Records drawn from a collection
□ □ □ □

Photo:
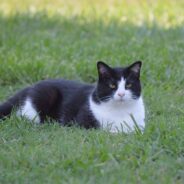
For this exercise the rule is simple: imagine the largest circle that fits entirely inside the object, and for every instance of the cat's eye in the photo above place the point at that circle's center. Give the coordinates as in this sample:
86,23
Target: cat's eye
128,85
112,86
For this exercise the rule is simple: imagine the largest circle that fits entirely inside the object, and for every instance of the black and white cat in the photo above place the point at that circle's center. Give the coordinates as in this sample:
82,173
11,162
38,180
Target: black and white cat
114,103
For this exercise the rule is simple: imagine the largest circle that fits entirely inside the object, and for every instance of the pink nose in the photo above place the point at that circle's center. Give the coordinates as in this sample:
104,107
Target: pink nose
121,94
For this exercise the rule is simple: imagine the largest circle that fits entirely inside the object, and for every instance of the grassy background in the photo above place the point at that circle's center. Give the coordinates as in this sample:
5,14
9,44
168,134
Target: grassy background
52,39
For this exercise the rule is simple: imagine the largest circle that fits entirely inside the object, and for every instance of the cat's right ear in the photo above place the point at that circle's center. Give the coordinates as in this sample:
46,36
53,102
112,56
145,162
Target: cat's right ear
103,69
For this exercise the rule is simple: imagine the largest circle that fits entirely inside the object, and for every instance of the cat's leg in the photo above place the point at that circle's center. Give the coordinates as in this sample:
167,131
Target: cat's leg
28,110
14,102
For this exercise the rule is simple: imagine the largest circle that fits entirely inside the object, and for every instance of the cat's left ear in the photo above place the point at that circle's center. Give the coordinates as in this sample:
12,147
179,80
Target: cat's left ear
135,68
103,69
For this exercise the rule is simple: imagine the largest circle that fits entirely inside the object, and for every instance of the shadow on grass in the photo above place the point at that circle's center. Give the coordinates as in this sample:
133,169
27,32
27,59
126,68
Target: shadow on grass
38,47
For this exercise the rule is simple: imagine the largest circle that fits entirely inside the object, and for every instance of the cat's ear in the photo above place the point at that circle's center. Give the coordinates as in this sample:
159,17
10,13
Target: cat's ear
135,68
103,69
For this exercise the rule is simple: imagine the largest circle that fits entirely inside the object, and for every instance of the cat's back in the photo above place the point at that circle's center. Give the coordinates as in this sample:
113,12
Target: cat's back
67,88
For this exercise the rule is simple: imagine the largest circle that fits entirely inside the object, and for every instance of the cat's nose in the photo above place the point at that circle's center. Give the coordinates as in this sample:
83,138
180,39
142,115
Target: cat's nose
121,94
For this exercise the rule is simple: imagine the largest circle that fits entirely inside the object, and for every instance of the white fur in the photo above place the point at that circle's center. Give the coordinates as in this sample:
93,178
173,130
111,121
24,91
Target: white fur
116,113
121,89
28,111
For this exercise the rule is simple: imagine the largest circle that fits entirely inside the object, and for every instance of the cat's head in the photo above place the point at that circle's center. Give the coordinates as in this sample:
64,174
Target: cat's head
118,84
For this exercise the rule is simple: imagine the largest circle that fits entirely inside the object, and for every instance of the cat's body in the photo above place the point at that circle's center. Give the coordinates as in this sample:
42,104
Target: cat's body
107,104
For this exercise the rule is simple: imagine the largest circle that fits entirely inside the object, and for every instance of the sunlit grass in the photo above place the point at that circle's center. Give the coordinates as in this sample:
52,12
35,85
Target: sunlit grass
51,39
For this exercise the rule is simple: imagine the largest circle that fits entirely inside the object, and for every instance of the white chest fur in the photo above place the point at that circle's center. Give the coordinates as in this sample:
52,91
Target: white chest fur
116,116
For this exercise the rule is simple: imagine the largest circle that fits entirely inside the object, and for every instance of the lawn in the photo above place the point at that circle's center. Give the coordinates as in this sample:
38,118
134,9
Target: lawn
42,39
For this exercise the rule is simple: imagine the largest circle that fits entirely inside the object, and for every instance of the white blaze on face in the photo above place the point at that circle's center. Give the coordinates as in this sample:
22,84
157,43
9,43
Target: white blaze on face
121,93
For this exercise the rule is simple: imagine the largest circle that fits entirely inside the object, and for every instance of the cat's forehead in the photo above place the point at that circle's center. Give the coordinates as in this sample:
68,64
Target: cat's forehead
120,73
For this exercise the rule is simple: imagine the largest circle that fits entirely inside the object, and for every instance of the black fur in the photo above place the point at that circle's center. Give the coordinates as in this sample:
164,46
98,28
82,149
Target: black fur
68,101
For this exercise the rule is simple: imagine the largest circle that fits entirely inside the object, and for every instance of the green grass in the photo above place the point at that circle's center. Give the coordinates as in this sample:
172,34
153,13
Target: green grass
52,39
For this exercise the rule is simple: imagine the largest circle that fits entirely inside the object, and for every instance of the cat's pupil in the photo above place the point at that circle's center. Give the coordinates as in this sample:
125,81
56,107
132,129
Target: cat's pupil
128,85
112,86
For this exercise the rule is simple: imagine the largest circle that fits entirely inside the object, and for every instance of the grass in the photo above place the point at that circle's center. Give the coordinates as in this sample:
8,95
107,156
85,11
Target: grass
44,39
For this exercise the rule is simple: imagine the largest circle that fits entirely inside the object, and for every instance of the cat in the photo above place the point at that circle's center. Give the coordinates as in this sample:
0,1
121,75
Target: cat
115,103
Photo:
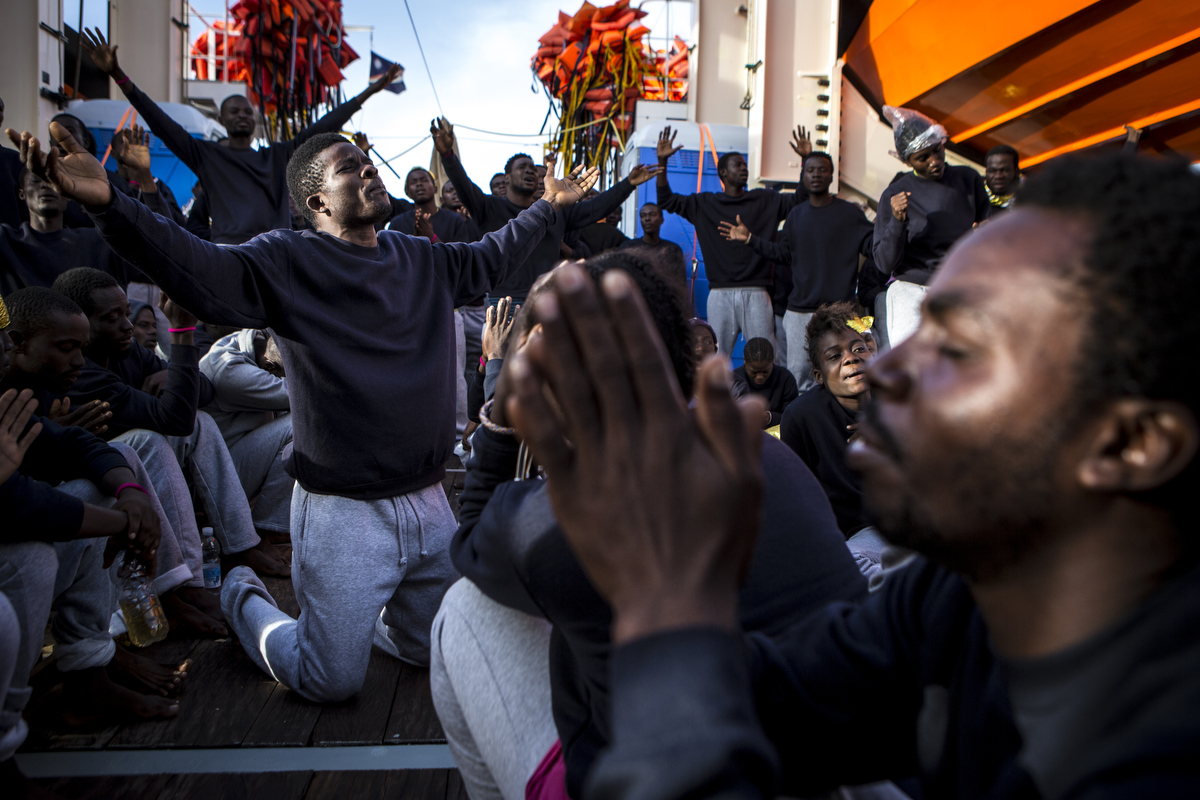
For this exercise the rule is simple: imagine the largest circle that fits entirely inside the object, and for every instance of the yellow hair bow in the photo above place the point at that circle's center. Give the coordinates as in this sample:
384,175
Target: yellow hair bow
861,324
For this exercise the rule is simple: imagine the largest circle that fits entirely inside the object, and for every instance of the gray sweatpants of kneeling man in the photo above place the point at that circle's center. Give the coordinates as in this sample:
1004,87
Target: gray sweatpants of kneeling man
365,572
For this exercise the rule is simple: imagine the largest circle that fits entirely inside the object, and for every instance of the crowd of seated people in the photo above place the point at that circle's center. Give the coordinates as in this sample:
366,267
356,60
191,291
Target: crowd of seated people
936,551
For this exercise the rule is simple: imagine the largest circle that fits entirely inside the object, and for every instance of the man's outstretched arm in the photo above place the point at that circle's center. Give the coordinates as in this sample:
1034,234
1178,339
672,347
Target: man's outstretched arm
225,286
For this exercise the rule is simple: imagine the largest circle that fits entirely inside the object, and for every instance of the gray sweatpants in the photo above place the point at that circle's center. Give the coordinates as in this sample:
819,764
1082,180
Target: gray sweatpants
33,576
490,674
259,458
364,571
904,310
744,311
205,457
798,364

□ □ □ □

** Task directions **
Can you reproduce all of the records above line for line, leaving out the pictures?

** Solution **
Photo:
For this exercise the rule is simple: imagine the largest circle that fits entirely inside the object, and for every instance of the cat's eye in the photo above place the point at that circle's center. Give the coordinates as in this sample:
86,23
Target: cat's eye
128,85
112,86
For this exercise the rule is simple: imagine the largest circle that fits entirely inside the object, and for every instance of the black and white cat in the photo above place the point at that circle's center. Give the coordinates as in this sample:
82,173
11,162
38,180
Target: black and white cat
114,103
For this exercise the rule is simple: imagine the largest circle that fits entirely inside the object, and for every instance of the pink nose in the photo above place the point at that circle's center. Give the coordinates as in this sample:
104,107
Target: pink nose
121,94
For this exercise the rule is simple: imagine the largest circle that fits entirely inside the object, and for every instance of the grassy background in the photo above place the point at that circle's center. Give the coordinates as in this sample:
5,14
9,44
168,134
Target: grassy background
52,39
For this exercise the rule is simple: imagine the largest circle that fits entirely inside the object, and for every instance of the cat's right ear in the photo above place the point at that circle's center. Give the coordinates as in this sample:
46,36
53,102
112,56
145,162
Target: cat's right ear
103,69
For this exercise the rule is simple: imagine the largest circle that fits entirely inside the object, and for every instance of the cat's leg in the photo above place the point at that circle's center. Give the coordinates as in this sample:
167,131
Target: cat's leg
28,110
14,102
For this exercise the rule is simple: imagine the largest circle that fits entirely inside the object, and for every instance of the cat's left ear in the photo above place the point at that circle's center. Give the coordinates as in this sample:
12,147
179,80
Target: cat's left ear
135,68
103,69
For this exercise the rule is simple: imagine the largest circle that fits entirely inside the object, and for every instance of the shadow on grass in the photo above place the point at that circle's center. Give the coordinates as in this sample:
133,169
27,32
27,59
126,68
Target: shadow on grass
38,47
For this exercise the rule is simple: imagine the largest circle that fits entirely inside the object, and for every instance of the cat's ear in the photo above place the point at that circle's center. Give the coordinates as in this sample:
159,17
10,13
Target: cat's ear
135,68
103,69
For this exercise the rule is simple: imagine the largest circle that fits entirely inside the object, and for every instance of the cat's back in the photo above place the point at that circle's center. Give the coordinates as in this sample:
113,12
Target: cat's back
67,88
For this exercise the rule is simple: imagine the largest circle that fits entirely inside the object, and for every instance of the cat's nose in the photo above place the point at that circle's center. Give the coordinates as in this sample:
83,138
180,39
142,115
Target: cat's nose
121,94
For this exercise the rule is simple: imagine the largest circle that fits entirely inside the object, and for every instance of the white fur in the photo above place the point at that circle's center. Give the coordinates as in this sample:
93,178
173,130
111,121
24,91
Target: white fur
116,113
121,89
28,111
For this exercise the rule is simple: imagine the largest circle that fits entirely inside the object, and for every instance of the cat's head in the photo above place the point at that circle's center. Give the coordinates as in this sample:
64,174
Target: cat's head
118,84
For this exercise the rule is simple: imagine the largest circle that fits entirely inside the object, and for every instance of the cat's body in the photo above place the point at that circle's center. Give the coordinates as in this sample:
42,104
Target: cat's body
107,104
For this exercise the rule is simple: imagine the largest circle that fits entirely inside the object, and for every instance of the sunlit grass in the photo above place the point at that circle's center. Give the coordinates as in this sample:
52,12
35,85
Target: sunlit grass
51,39
For this exercise the rule is simple: imagine the largest circle that fits entirely inside the object, and for every instance of the white chest fur in the photo above place the point at that circle's center. Give the coordinates as in this sample:
52,91
Target: white chest fur
116,116
For this exercise the rule is simple: imagine the largest circle that fits entirely inside the object, and for every instance of the lawn in the photo above place the point at that circle's center. Give the coordinates as in this sample:
38,118
134,9
Target: lawn
42,39
For this exercise the rule is simple: imagine the largest circle that fits entirely inside the object, and for every instance of the white blaze on face in the photo above place the point at that circle's center. Give the coordinates as in this sample:
22,84
157,43
9,43
Target: white blaze on face
121,93
For this exercise the rule is simple: imagine the largest circle that fits entirely inside the object, and for every instance of the cat's forehead in the photo above place the point at that circle's center. Give the coordinates as in this sample:
68,64
Target: cat's forehead
120,73
For this exercise the rule is simple: imagine the largest circle that fits entirely inside the object, and for every instance of the black fur in the photo above place the point at that circle's center. Give the coordinates as in this sample:
164,46
98,28
82,149
Target: black fur
68,101
For this exercise the rule is simple: imagine the largest circle that fits entirely inside the object, and for every instance of the green grass in the photo above place the point at that circle's center. Give the coordinates as in this sample:
172,34
153,13
Target: green grass
52,39
For this exercise the rule is simple: imagine the largest circle that fits entirely inside the object, and for every instance of the cat's pupil in the photo above place the point at that circle's center. Give the coordinates as in this sample:
125,81
56,107
132,129
Target: cat's pupil
128,85
112,86
For this exercise the rule is simple: imagine the largest circle that fits entirely inside the object, and for every instance of the grass in the photo above place the point at that circle's center. Give the coordinates as in this sample:
8,95
107,156
85,11
Target: grass
44,39
For this exercise the rule is simple: imagine the largest circle that fits entirely inside the object, and for every instance of the cat in the photo above place the point at that circle's center. Give the coordinates as in this sample:
0,1
121,75
Target: cat
115,103
Photo:
For this exercise the rule is simple: imagine the largest circle that fits entirely inside the object, and for every instance of the yellow hair bow in the photo above place the point at that circle's center. Give the coordinates as in this sample:
384,175
Target: yellow hair bow
861,324
For this exercise the rule is simple: imagine the largest circle that fits entirely inside the object, and for every instance of the gray sweatpants of kneeling man in the photo above place the point at that circle's center. Give the coordinates as in this sample:
1004,87
Target: gray sweatpants of kneeling man
365,572
For this exercise the rule is simple: imagine the largest circle that fits entirely inside the object, and for every instance of the crowd of seated people in the photo above place the point at that circle's center. Give the coordinates as in this sample:
366,267
356,60
191,291
Target: crowd of seated people
936,551
For this exercise the rule is simple: imagine the largest circle that fits entirely inside the object, and for every instance of the man's outstretched arm in the photo above place the point at that circle's center. Give the coordinates as in this sample:
1034,234
1178,339
672,347
Target: man's outstretched arm
225,286
For this exercise the rule is simple: imagine the largest circle that fits entirely inside the object, and for every instance of the gray sweatpants in the photo above place the point at that circle's center. Give the coordinates as in this sample:
819,764
1082,180
Target: gray sweatpants
33,576
490,674
259,458
364,571
904,310
744,311
205,457
798,364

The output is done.